------ Data lines ------

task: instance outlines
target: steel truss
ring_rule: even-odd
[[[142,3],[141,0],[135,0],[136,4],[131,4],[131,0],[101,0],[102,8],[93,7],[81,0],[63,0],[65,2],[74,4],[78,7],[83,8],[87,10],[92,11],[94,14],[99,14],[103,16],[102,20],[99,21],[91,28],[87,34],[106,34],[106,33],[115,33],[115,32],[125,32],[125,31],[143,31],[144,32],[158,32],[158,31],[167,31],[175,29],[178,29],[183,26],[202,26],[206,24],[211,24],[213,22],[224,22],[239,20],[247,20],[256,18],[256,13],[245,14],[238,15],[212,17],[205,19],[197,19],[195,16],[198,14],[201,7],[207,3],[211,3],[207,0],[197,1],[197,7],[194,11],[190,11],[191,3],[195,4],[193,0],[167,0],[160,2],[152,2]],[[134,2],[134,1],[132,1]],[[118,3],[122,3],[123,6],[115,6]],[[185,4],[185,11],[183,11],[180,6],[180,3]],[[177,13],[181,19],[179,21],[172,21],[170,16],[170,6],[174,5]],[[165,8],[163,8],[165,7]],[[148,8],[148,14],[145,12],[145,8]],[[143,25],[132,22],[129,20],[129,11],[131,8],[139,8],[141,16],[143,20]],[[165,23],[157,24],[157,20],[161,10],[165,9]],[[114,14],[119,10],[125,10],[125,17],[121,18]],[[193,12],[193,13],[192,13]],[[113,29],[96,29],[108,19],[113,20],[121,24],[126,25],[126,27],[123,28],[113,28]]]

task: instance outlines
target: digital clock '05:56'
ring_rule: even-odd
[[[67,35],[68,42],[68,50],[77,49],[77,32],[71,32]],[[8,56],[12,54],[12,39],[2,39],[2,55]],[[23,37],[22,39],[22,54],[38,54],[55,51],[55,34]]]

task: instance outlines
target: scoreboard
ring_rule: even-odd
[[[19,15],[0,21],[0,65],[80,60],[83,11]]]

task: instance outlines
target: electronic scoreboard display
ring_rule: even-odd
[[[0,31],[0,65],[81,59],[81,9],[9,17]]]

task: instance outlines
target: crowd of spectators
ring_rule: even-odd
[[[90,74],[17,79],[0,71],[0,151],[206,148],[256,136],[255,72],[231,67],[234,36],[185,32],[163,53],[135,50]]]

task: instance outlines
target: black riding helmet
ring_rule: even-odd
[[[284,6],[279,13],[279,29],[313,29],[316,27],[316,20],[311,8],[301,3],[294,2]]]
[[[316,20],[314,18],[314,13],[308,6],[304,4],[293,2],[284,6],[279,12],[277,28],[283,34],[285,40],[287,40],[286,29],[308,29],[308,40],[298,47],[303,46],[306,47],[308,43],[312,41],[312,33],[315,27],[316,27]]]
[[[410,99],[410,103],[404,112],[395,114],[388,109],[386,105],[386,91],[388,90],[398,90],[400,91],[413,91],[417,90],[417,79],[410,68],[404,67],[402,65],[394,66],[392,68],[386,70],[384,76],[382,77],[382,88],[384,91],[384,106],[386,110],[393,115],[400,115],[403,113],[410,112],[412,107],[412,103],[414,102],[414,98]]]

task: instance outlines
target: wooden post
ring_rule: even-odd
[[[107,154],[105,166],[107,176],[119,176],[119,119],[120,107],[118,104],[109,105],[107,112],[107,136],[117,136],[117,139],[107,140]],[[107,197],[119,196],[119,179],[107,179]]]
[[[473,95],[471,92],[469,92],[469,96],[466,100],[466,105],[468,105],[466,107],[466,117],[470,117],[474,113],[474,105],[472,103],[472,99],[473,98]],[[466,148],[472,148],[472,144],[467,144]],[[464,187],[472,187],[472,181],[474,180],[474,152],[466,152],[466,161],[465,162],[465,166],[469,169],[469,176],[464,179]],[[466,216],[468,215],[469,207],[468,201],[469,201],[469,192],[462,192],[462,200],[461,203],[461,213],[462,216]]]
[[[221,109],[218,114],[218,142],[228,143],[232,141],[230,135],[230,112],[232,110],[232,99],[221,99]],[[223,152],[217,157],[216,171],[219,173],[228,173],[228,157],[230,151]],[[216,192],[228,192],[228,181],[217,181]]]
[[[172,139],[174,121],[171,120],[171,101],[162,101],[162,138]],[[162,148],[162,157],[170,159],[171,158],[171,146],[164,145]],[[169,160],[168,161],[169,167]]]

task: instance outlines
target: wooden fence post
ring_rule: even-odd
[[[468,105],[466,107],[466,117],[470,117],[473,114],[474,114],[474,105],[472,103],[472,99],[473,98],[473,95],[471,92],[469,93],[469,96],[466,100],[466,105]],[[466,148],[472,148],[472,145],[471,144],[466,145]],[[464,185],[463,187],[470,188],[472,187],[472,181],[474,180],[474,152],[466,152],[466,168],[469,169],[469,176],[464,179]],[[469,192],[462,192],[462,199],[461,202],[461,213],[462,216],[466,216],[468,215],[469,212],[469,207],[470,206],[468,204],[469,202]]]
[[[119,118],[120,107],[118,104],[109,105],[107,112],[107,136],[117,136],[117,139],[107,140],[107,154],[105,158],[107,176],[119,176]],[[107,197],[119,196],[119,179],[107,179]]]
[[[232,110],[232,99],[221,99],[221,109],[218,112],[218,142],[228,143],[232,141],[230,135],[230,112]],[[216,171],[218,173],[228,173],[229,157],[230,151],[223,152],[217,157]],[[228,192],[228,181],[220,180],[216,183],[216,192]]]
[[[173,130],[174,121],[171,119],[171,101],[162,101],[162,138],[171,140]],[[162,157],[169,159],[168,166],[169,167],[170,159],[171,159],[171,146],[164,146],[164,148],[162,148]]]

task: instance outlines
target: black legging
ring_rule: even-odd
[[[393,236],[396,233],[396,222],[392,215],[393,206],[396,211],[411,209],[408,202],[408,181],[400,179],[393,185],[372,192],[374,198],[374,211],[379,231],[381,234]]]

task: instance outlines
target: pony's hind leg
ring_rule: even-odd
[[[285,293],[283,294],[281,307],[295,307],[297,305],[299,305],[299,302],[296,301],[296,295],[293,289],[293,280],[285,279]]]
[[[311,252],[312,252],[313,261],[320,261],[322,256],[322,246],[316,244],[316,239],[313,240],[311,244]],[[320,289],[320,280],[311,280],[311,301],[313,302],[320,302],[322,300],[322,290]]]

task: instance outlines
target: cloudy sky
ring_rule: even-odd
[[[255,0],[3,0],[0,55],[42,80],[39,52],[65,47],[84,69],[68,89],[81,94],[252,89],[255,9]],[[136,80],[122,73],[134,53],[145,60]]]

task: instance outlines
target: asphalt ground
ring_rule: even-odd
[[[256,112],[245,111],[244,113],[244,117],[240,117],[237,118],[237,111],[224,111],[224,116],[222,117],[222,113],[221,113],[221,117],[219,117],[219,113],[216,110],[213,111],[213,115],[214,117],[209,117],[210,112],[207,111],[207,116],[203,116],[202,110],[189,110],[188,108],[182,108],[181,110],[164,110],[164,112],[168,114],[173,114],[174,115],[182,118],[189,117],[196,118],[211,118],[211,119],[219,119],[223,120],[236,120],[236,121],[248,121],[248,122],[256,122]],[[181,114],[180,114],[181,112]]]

------

• Exercise goal: All of the records must be repeated exactly.

• In response:
task: instance outlines
target: steel truss
ring_rule: even-odd
[[[142,3],[141,0],[135,0],[136,4],[131,4],[131,0],[101,0],[102,8],[93,7],[81,0],[63,0],[65,2],[74,4],[78,7],[83,8],[87,10],[92,11],[94,14],[99,14],[103,16],[102,20],[99,21],[91,28],[87,34],[106,34],[106,33],[115,33],[115,32],[125,32],[125,31],[143,31],[144,32],[158,32],[158,31],[167,31],[175,29],[178,29],[183,26],[202,26],[206,24],[211,24],[213,22],[224,22],[239,20],[247,20],[256,18],[256,13],[245,14],[238,15],[212,17],[205,19],[197,19],[195,16],[198,14],[201,7],[207,3],[211,3],[207,0],[197,1],[197,7],[194,11],[190,11],[191,3],[195,4],[193,0],[167,0],[160,2],[152,2]],[[134,2],[134,1],[132,1]],[[118,3],[122,3],[123,6],[115,6]],[[185,4],[185,11],[183,11],[180,6],[180,3]],[[177,13],[181,19],[179,21],[172,21],[170,16],[170,6],[174,5]],[[165,8],[163,8],[165,7]],[[148,8],[148,14],[145,12],[145,8]],[[143,25],[132,22],[129,20],[129,11],[131,8],[139,8],[141,16],[143,20]],[[165,23],[157,24],[157,20],[161,10],[165,9]],[[114,14],[119,10],[125,10],[125,17],[121,18]],[[193,12],[193,13],[192,13]],[[113,29],[96,29],[108,19],[113,20],[121,24],[126,25],[126,27],[123,28],[113,28]]]

task: instance outlines
target: digital clock '05:56'
ring_rule: even-odd
[[[67,35],[68,42],[68,50],[77,49],[77,32],[71,32]],[[8,56],[12,54],[12,39],[2,39],[2,55]],[[23,37],[22,39],[22,54],[38,54],[55,51],[55,34]]]

task: instance outlines
target: scoreboard
ring_rule: even-odd
[[[19,15],[0,21],[0,65],[80,60],[83,11]]]

task: instance outlines
target: electronic scoreboard display
ring_rule: even-odd
[[[0,31],[0,65],[81,59],[81,9],[9,17]]]

task: instance outlines
target: crowd of spectators
ring_rule: even-odd
[[[90,74],[17,79],[0,71],[0,151],[206,148],[256,136],[255,72],[231,67],[234,36],[185,32],[163,53],[135,50]]]

task: instance outlines
target: black riding helmet
ring_rule: even-odd
[[[284,6],[279,13],[279,29],[313,29],[316,27],[316,20],[311,8],[301,3],[294,2]]]
[[[316,20],[314,18],[314,13],[308,6],[304,4],[293,2],[284,6],[279,12],[277,28],[283,34],[285,40],[287,40],[286,29],[308,29],[308,40],[298,47],[303,46],[306,47],[308,43],[312,41],[312,33],[315,27],[316,27]]]
[[[410,99],[410,103],[404,112],[395,114],[388,109],[386,105],[386,91],[388,90],[398,90],[400,91],[413,91],[417,90],[417,79],[410,68],[404,67],[402,65],[394,66],[392,68],[386,70],[384,76],[382,77],[382,88],[384,91],[384,106],[386,110],[393,115],[400,115],[403,113],[410,112],[412,107],[412,103],[414,102],[414,98]]]

task: instance outlines
target: wooden post
ring_rule: even-odd
[[[107,154],[105,166],[107,176],[119,176],[119,119],[120,107],[118,104],[109,105],[107,112],[107,136],[117,136],[117,139],[107,140]],[[107,197],[119,196],[119,179],[107,179]]]
[[[473,95],[471,92],[469,92],[469,96],[466,100],[466,105],[468,105],[466,107],[466,117],[470,117],[474,113],[474,105],[472,103],[472,99],[473,98]],[[466,148],[472,148],[472,144],[467,144]],[[464,187],[472,187],[472,181],[474,180],[474,152],[466,152],[466,161],[465,162],[465,166],[469,169],[469,176],[464,179]],[[466,216],[468,215],[469,207],[468,201],[469,201],[469,192],[462,192],[462,200],[461,203],[461,213],[462,216]]]
[[[221,109],[218,114],[218,142],[228,143],[232,141],[230,135],[230,112],[232,110],[232,99],[221,99]],[[223,152],[217,157],[216,171],[219,173],[228,173],[228,157],[230,151]],[[216,192],[228,192],[228,181],[217,181]]]
[[[172,139],[174,121],[171,120],[171,101],[162,101],[162,138]],[[162,148],[162,157],[170,159],[171,158],[171,146],[164,145]],[[169,160],[168,161],[169,167]]]

task: instance outlines
target: wooden fence post
ring_rule: even-odd
[[[468,105],[466,107],[466,117],[470,117],[473,114],[474,114],[474,105],[472,103],[472,99],[473,98],[473,95],[471,92],[469,93],[469,96],[466,100],[466,105]],[[466,148],[472,148],[472,145],[471,144],[466,145]],[[464,185],[463,187],[470,188],[472,187],[472,181],[474,180],[474,152],[466,152],[466,168],[469,169],[469,176],[464,179]],[[469,192],[462,192],[462,199],[461,202],[461,213],[462,216],[466,216],[468,215],[469,212],[469,207],[470,206],[468,204],[469,202]]]
[[[119,118],[120,107],[118,104],[109,105],[107,112],[107,136],[117,136],[117,139],[107,140],[107,154],[105,158],[107,176],[119,176]],[[107,197],[119,196],[119,179],[107,179]]]
[[[232,110],[232,99],[221,99],[221,109],[218,112],[218,142],[228,143],[232,141],[230,135],[230,112]],[[216,171],[218,173],[228,173],[229,157],[230,151],[223,152],[217,157]],[[228,192],[228,181],[220,180],[216,183],[216,192]]]
[[[173,130],[174,121],[171,119],[171,101],[162,101],[162,138],[171,140]],[[162,157],[169,159],[168,166],[169,167],[170,159],[171,159],[171,146],[164,146],[164,148],[162,148]]]

task: instance outlines
target: black legging
ring_rule: even-odd
[[[393,236],[396,233],[396,222],[392,215],[393,206],[396,211],[411,209],[408,202],[408,181],[400,179],[393,185],[372,192],[374,198],[374,211],[379,231],[381,234]]]

task: instance outlines
target: pony's hind leg
ring_rule: even-odd
[[[285,293],[283,294],[281,307],[295,307],[297,305],[299,305],[299,302],[296,301],[296,295],[293,289],[293,280],[285,279]]]
[[[311,252],[312,252],[313,261],[320,261],[322,256],[322,246],[316,244],[316,239],[313,240],[311,244]],[[320,289],[320,280],[311,280],[311,301],[313,302],[320,302],[322,300],[322,290]]]

task: instance outlines
target: cloudy sky
ring_rule: even-odd
[[[255,0],[3,0],[0,55],[42,80],[39,52],[65,47],[84,69],[68,89],[81,94],[252,89],[255,9]],[[136,80],[122,73],[134,53],[145,60]]]

task: instance outlines
target: asphalt ground
ring_rule: even-odd
[[[256,112],[245,111],[244,113],[244,117],[240,117],[237,118],[237,111],[224,111],[224,116],[222,117],[222,113],[221,113],[221,117],[219,117],[219,113],[216,110],[213,111],[213,115],[214,117],[209,117],[210,112],[207,111],[207,116],[203,116],[202,110],[189,110],[188,108],[182,108],[181,110],[164,110],[164,112],[168,114],[173,114],[174,115],[182,118],[189,117],[196,118],[211,118],[211,119],[219,119],[223,120],[236,120],[236,121],[248,121],[248,122],[256,122]],[[181,114],[180,114],[181,112]]]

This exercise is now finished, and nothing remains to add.